- **Written exercise**
Give again, word for word, only the lines from the one containing "[locate] backpack (a" through the final line.

######

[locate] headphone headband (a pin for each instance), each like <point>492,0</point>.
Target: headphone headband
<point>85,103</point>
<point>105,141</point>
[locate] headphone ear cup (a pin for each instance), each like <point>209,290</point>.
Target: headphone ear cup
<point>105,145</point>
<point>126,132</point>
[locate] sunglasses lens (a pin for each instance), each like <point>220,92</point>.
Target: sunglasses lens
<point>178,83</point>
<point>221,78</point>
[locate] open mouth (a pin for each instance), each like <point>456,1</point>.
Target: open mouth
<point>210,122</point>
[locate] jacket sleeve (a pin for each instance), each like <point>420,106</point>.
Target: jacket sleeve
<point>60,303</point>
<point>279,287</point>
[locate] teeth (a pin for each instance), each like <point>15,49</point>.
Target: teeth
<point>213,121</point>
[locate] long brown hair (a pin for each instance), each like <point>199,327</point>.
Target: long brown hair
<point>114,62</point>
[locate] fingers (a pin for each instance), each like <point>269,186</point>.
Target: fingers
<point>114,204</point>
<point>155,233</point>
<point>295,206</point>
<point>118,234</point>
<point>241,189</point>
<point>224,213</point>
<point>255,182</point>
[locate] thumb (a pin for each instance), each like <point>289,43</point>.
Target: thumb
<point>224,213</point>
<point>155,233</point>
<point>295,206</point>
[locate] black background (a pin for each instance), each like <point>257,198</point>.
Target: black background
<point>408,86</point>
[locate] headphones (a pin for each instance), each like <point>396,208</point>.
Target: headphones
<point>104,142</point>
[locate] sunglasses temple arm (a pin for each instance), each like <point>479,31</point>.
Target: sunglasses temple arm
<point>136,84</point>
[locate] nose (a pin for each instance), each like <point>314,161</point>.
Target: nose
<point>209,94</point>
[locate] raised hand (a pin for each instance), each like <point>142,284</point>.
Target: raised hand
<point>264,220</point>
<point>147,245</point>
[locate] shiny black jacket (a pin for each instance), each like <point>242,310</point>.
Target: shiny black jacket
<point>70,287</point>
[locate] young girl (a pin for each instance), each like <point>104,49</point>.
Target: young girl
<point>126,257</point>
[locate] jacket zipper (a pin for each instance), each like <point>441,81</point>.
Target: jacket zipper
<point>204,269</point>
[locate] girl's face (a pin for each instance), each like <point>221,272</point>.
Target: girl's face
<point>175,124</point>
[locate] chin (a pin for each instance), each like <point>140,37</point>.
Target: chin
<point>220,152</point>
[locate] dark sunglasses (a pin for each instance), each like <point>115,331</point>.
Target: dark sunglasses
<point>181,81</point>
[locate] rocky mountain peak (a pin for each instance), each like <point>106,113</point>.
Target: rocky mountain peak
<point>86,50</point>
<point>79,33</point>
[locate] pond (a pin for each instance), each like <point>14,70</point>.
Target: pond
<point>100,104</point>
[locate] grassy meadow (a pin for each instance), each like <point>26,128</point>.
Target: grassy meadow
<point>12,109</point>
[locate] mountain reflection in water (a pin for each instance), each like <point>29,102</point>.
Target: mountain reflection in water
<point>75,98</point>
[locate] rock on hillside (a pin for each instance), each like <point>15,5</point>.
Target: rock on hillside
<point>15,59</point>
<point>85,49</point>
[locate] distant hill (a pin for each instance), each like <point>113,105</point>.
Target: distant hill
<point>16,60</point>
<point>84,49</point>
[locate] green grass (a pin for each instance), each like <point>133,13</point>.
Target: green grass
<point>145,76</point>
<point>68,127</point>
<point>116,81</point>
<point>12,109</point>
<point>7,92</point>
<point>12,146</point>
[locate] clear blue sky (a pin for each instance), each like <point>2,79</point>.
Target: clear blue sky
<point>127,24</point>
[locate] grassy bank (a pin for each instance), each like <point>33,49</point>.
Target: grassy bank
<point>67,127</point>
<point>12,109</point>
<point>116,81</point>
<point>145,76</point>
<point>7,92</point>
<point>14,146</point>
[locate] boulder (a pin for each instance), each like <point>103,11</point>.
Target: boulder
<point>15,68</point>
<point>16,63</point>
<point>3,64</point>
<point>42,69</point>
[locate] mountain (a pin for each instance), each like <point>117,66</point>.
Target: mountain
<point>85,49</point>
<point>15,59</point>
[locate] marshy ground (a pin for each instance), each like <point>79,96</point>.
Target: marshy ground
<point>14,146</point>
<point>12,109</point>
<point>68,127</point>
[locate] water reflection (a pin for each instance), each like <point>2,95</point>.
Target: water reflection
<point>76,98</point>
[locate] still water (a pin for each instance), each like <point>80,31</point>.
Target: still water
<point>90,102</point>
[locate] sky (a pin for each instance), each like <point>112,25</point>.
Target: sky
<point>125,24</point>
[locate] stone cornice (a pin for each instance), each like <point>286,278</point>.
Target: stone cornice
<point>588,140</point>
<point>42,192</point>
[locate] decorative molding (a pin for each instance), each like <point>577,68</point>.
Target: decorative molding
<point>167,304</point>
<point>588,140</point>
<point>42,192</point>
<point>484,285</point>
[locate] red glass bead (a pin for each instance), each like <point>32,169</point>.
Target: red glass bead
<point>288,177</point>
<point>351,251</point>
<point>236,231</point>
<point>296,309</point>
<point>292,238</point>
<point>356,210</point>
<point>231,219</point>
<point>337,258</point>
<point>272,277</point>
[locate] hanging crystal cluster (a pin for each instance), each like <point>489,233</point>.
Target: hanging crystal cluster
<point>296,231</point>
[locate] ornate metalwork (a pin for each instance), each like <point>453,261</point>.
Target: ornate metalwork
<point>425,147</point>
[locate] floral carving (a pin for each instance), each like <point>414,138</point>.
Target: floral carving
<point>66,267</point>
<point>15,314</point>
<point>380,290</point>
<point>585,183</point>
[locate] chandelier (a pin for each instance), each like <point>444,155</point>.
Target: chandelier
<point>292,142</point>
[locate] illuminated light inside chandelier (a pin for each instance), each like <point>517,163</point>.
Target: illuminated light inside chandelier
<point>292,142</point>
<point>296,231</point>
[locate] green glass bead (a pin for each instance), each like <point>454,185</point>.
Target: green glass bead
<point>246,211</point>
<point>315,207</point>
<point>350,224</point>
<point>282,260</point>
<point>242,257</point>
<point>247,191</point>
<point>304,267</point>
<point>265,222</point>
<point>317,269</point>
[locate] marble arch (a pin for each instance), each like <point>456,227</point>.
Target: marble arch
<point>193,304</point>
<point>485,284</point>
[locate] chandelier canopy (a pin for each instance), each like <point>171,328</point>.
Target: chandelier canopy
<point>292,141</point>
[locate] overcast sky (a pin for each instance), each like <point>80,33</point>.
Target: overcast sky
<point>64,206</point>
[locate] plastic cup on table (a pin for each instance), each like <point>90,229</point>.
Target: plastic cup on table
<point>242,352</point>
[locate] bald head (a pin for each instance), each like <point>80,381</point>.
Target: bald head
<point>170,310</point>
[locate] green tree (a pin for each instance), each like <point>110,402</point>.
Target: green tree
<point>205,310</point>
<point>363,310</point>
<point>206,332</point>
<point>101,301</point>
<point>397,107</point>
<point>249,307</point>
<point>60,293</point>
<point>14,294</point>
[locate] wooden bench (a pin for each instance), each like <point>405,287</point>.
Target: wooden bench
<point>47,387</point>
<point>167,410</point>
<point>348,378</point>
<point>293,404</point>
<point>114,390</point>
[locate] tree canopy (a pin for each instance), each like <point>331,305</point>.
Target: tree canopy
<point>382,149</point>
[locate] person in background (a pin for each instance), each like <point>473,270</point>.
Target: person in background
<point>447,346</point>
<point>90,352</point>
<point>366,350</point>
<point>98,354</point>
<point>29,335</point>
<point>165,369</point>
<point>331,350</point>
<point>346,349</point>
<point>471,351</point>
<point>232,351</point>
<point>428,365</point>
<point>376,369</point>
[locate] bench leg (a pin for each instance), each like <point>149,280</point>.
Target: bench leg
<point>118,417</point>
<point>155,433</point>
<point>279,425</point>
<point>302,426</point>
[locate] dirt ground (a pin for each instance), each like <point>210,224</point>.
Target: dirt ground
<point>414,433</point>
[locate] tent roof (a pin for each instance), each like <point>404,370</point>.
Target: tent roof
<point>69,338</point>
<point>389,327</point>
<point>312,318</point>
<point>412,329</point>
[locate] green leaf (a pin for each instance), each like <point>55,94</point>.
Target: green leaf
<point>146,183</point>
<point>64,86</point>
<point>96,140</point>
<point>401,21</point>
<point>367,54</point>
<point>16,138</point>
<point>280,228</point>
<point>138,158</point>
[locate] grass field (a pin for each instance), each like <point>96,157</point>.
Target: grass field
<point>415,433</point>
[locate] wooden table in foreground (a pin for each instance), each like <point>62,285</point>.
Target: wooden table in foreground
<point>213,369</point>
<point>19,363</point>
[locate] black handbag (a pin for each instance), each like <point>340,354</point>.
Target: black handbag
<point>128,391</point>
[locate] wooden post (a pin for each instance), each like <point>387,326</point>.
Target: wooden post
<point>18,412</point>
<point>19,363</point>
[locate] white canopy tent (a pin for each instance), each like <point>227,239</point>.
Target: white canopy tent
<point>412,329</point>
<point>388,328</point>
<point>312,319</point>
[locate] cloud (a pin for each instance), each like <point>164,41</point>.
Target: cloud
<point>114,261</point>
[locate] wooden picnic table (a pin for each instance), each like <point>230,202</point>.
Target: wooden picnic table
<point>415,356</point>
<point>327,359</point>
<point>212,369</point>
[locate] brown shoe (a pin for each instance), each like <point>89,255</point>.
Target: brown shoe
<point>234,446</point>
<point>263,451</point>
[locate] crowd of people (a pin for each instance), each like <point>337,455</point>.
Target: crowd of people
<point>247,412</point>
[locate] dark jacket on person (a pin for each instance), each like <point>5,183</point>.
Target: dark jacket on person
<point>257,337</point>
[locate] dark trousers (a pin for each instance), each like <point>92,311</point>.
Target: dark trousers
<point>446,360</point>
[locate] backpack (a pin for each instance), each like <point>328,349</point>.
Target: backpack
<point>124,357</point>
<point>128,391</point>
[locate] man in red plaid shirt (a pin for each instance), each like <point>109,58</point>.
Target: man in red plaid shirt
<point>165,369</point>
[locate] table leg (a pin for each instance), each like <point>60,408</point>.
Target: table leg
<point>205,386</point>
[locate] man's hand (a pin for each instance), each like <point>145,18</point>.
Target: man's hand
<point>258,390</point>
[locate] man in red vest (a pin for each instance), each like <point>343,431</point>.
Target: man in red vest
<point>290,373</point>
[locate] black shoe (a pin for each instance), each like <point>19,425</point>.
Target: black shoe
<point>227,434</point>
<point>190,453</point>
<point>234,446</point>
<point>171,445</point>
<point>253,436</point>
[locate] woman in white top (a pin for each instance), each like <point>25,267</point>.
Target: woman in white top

######

- **Solution to the exercise**
[locate] backpack (a pin for each instance), each like <point>328,349</point>.
Target: backpack
<point>124,357</point>
<point>128,391</point>
[locate] man in red plaid shirt (a pin for each instance), each like <point>109,58</point>.
Target: man in red plaid shirt
<point>165,369</point>
[locate] table leg (a pin for each instance), each like <point>60,408</point>.
Target: table leg
<point>205,386</point>
[locate] man's hand (a pin for each instance), each like <point>145,18</point>.
Target: man's hand
<point>258,390</point>
[locate] man in red vest (a pin for each instance), each like <point>343,431</point>.
Target: man in red vest
<point>290,373</point>
[locate] black shoe (a pin for each instance), each like <point>19,425</point>.
Target: black shoe
<point>227,434</point>
<point>190,453</point>
<point>234,446</point>
<point>171,445</point>
<point>253,436</point>
[locate] woman in white top (a pin for each instance), each like <point>25,267</point>.
Target: woman in white top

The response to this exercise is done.